-- Problem statement --
Offset the bounding-box coordinates by adding 32 to each of them, and write out every line from the start of the material down to and including the line containing "left=158, top=159, right=179, bottom=189". Copy the other lines in full and unchanged, and stop after that line.

-- Record set --
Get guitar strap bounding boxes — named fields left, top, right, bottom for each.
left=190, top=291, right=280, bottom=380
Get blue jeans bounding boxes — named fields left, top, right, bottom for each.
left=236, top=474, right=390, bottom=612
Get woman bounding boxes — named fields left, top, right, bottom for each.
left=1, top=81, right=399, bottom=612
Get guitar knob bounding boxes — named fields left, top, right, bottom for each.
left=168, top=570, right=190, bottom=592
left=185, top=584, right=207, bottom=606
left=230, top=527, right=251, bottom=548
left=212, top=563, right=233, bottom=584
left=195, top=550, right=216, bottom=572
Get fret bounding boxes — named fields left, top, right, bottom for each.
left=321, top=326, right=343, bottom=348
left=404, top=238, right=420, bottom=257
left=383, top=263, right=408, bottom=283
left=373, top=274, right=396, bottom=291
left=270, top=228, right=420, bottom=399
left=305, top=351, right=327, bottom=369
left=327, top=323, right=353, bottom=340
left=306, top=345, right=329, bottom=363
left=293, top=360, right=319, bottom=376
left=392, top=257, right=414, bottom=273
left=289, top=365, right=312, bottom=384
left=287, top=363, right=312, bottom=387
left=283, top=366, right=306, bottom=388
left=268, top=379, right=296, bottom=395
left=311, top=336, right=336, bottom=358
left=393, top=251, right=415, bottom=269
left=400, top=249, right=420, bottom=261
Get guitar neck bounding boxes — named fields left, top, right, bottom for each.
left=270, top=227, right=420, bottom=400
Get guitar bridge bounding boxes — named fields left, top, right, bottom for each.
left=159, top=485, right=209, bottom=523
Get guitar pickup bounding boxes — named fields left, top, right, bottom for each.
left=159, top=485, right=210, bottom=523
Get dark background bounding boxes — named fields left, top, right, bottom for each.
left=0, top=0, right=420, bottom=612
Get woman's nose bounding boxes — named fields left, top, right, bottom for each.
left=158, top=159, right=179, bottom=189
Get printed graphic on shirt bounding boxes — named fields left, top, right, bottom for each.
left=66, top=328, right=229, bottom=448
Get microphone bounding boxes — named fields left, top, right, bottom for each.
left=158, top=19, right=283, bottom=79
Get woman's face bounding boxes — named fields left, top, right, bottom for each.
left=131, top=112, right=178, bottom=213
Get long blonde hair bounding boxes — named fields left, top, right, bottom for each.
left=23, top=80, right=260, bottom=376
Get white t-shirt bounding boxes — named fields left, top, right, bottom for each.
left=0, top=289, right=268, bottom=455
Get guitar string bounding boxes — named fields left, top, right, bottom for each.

-- Answer for this exercise --
Get guitar strap bounding boxes — named fields left, top, right, bottom for each.
left=222, top=323, right=312, bottom=412
Get blue jeans bounding boxes — named fields left, top, right, bottom for each.
left=268, top=506, right=422, bottom=644
Get woman bounding boxes — named fields left, top, right, bottom for each.
left=33, top=113, right=431, bottom=644
Get guitar knob bounding boxes — named fields left, top, right, bottom for each.
left=200, top=602, right=222, bottom=624
left=217, top=616, right=239, bottom=638
left=262, top=559, right=283, bottom=580
left=244, top=595, right=265, bottom=616
left=227, top=582, right=248, bottom=604
Get fret bounding boxes — named fields left, top, right, bottom for each.
left=353, top=358, right=375, bottom=380
left=436, top=270, right=452, bottom=289
left=415, top=295, right=440, bottom=315
left=405, top=306, right=428, bottom=323
left=302, top=260, right=452, bottom=431
left=337, top=383, right=359, bottom=401
left=359, top=355, right=385, bottom=372
left=338, top=377, right=361, bottom=395
left=325, top=392, right=351, bottom=408
left=424, top=289, right=446, bottom=305
left=321, top=397, right=344, bottom=416
left=319, top=395, right=344, bottom=419
left=315, top=398, right=338, bottom=420
left=300, top=411, right=328, bottom=427
left=343, top=368, right=368, bottom=390
left=425, top=283, right=447, bottom=301
left=432, top=281, right=452, bottom=293
Get guitar neck bounding boxes — named fields left, top, right, bottom for each.
left=302, top=259, right=452, bottom=432
Get guitar bridge bounding boxes — named fields left, top, right, bottom for each.
left=191, top=517, right=241, bottom=555
Get guitar pickup bounding boxes — named fields left, top, right, bottom for each.
left=191, top=517, right=242, bottom=555
Get dark background bounding boxes — named fields left, top, right, bottom for each.
left=32, top=32, right=452, bottom=644
Get woman's nose bounding boxes — named fields left, top, right, bottom for each.
left=190, top=191, right=211, bottom=221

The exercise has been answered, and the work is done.